--- START OF RECORDS FOR THIS EXERCISE ---
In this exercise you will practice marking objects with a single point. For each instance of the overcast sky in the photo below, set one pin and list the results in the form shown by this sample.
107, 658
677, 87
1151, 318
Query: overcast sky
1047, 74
--- END OF RECORDS FOR THIS EXERCISE ---
=== DIRECTIVE ===
Could you express the listing above as a JSON list of strings, with one string for each line and any blank lines left out?

=== WRITTEN SOLUTION ===
[
  "In this exercise you will practice marking objects with a single point. For each instance of the overcast sky in the photo below, set one pin and list the results in the form shown by this sample.",
  "107, 658",
  "677, 87",
  "1151, 318",
  "Query: overcast sky",
  "1047, 74"
]